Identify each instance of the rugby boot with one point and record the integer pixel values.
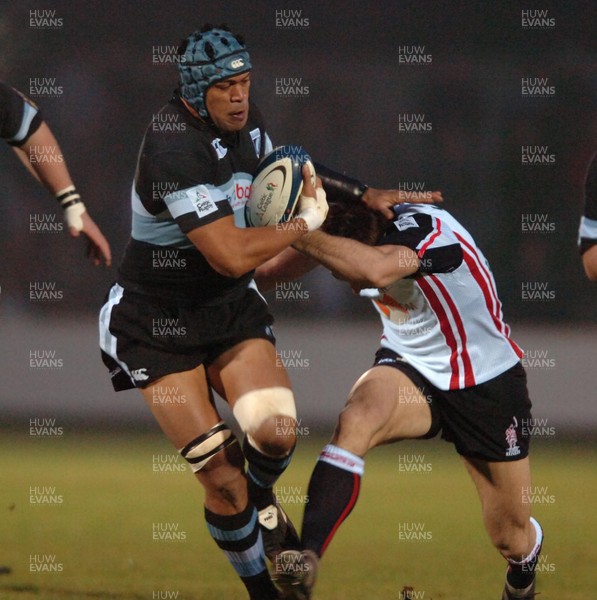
(511, 593)
(294, 573)
(277, 531)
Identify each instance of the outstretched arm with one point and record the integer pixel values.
(359, 264)
(233, 251)
(341, 188)
(286, 266)
(43, 157)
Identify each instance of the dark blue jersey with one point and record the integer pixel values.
(188, 175)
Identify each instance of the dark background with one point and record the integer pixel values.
(347, 57)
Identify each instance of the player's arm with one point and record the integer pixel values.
(357, 263)
(589, 261)
(233, 251)
(42, 153)
(587, 233)
(286, 266)
(341, 188)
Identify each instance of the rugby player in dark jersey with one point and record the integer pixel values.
(185, 317)
(587, 234)
(23, 127)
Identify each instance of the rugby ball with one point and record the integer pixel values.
(277, 185)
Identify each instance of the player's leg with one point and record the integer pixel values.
(384, 406)
(507, 517)
(258, 390)
(196, 430)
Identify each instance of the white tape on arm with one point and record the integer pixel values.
(313, 210)
(70, 201)
(255, 407)
(73, 215)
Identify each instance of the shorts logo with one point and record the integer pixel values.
(139, 375)
(406, 223)
(512, 439)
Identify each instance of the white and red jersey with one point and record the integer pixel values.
(446, 321)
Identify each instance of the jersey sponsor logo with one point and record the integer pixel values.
(256, 139)
(406, 223)
(140, 375)
(220, 150)
(242, 192)
(204, 205)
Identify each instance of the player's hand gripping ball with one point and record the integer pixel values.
(277, 186)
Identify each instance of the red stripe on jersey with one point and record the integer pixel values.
(356, 485)
(487, 285)
(430, 241)
(457, 349)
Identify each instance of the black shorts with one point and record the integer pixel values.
(142, 339)
(486, 421)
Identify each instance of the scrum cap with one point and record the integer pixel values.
(206, 57)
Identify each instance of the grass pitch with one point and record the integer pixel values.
(120, 517)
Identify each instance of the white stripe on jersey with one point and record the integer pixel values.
(107, 340)
(28, 113)
(449, 326)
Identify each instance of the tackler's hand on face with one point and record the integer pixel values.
(383, 200)
(313, 207)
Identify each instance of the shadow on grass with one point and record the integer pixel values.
(60, 593)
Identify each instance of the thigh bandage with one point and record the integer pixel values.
(203, 448)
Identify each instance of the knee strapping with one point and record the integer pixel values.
(203, 448)
(254, 408)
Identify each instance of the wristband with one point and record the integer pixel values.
(68, 197)
(73, 207)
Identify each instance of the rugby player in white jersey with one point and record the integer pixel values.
(23, 127)
(185, 314)
(446, 364)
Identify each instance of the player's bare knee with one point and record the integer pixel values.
(213, 451)
(277, 435)
(268, 417)
(218, 463)
(355, 429)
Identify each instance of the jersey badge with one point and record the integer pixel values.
(220, 150)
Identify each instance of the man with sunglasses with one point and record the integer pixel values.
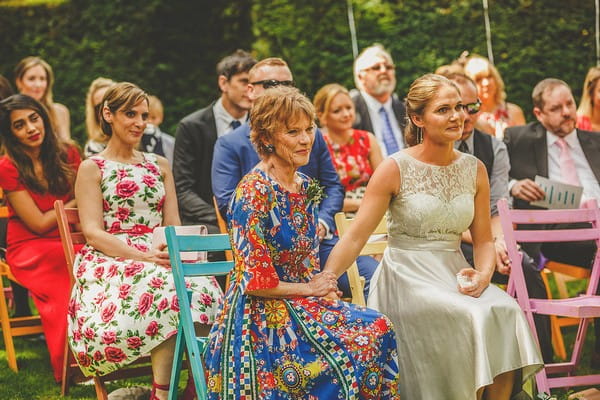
(378, 109)
(196, 137)
(494, 155)
(235, 156)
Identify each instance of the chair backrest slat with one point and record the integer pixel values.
(186, 333)
(217, 242)
(556, 235)
(553, 216)
(214, 268)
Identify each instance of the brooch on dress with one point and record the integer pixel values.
(315, 193)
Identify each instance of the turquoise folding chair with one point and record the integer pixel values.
(186, 335)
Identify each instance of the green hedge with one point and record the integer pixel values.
(170, 47)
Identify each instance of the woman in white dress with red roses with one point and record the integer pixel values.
(123, 304)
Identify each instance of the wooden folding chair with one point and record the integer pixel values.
(562, 273)
(13, 327)
(186, 334)
(223, 229)
(68, 220)
(584, 307)
(357, 282)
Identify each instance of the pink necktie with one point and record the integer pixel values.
(567, 165)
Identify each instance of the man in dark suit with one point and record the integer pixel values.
(553, 148)
(492, 152)
(196, 136)
(378, 109)
(235, 156)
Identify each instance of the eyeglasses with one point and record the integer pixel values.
(270, 83)
(472, 108)
(380, 66)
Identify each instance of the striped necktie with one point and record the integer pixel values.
(389, 140)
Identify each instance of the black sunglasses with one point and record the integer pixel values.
(472, 108)
(269, 83)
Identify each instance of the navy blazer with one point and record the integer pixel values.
(528, 153)
(234, 156)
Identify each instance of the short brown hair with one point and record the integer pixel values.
(121, 95)
(537, 96)
(271, 62)
(276, 109)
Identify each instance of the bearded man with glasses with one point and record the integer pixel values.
(494, 155)
(378, 109)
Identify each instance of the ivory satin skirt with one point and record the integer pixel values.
(449, 344)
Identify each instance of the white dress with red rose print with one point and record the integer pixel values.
(120, 309)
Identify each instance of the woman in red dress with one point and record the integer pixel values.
(36, 170)
(355, 153)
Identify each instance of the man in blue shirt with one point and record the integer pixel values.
(234, 156)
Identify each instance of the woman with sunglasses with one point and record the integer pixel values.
(36, 170)
(93, 102)
(496, 112)
(445, 313)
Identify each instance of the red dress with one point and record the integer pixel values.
(38, 261)
(351, 160)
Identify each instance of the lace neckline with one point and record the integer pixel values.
(460, 156)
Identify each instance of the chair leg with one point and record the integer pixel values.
(177, 360)
(7, 331)
(558, 344)
(101, 393)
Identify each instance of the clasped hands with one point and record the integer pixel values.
(324, 284)
(479, 282)
(158, 256)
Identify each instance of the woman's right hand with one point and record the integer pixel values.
(322, 284)
(157, 256)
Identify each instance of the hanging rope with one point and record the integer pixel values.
(488, 31)
(352, 27)
(597, 33)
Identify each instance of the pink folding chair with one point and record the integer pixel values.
(585, 307)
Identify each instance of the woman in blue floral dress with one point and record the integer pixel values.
(282, 333)
(124, 304)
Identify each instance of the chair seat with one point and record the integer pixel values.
(577, 307)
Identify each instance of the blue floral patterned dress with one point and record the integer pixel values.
(297, 348)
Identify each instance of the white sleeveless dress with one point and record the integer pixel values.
(449, 344)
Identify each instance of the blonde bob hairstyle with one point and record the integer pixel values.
(586, 105)
(276, 110)
(26, 64)
(420, 93)
(478, 67)
(325, 96)
(122, 95)
(92, 120)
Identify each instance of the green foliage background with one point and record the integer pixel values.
(171, 47)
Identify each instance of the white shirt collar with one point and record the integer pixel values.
(375, 104)
(571, 139)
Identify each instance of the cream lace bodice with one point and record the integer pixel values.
(435, 202)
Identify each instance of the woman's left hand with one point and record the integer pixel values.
(334, 295)
(479, 282)
(323, 283)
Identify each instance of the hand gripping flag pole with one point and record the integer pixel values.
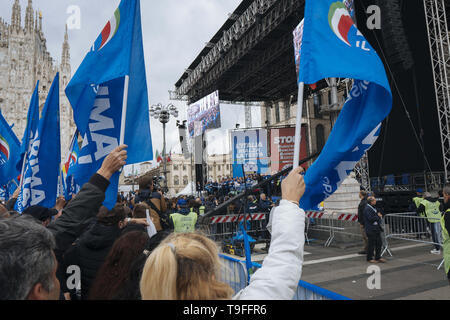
::::
Write out again everything from the line containing "Identify each instance of the woman's right" down through the end of the lines, with every coordinate value in the answers shifted by -118. Leave the pictures out.

Identify each instance of the woman's right hand with one point and record the integer pixel values.
(204, 166)
(39, 138)
Identify each instance of the hanging rope with one point and record the integer pixel values.
(370, -87)
(234, -91)
(479, -85)
Identify each instance of the pink folding chair with one point and record the integer pixel values.
(467, 189)
Identify each instance of the woman in blue floral dress with one point and record the integer pixel values.
(164, 215)
(6, 186)
Identify each instance of the chair seat with one point and record the integer pixel values.
(459, 189)
Identify each instance of the blue floral patterned dress with one point and record the integer pixel values.
(179, 230)
Identify each instance of the white sleeveless dress with one point and record the integer pixel values.
(331, 226)
Identify each instance of the blonde bob hairstyle with one point and record the integer pixel values.
(468, -13)
(158, -8)
(-92, -54)
(302, -25)
(360, -51)
(207, -22)
(4, -23)
(-26, 2)
Identify each instance of the green foliage background with one point and record the integer pixel values.
(53, -71)
Identify each instance of the white shirt collar with one point and record the integer pixel values.
(257, -14)
(453, 21)
Identify each instance of the cream lace bodice with one point and record the integer pixel values.
(317, 84)
Identify each instance of the woman's left hand with one point and record the integer pixel values.
(216, 177)
(361, 164)
(205, 165)
Identify each instance of the hand gripping flag pole with one point and record the integer pixel values.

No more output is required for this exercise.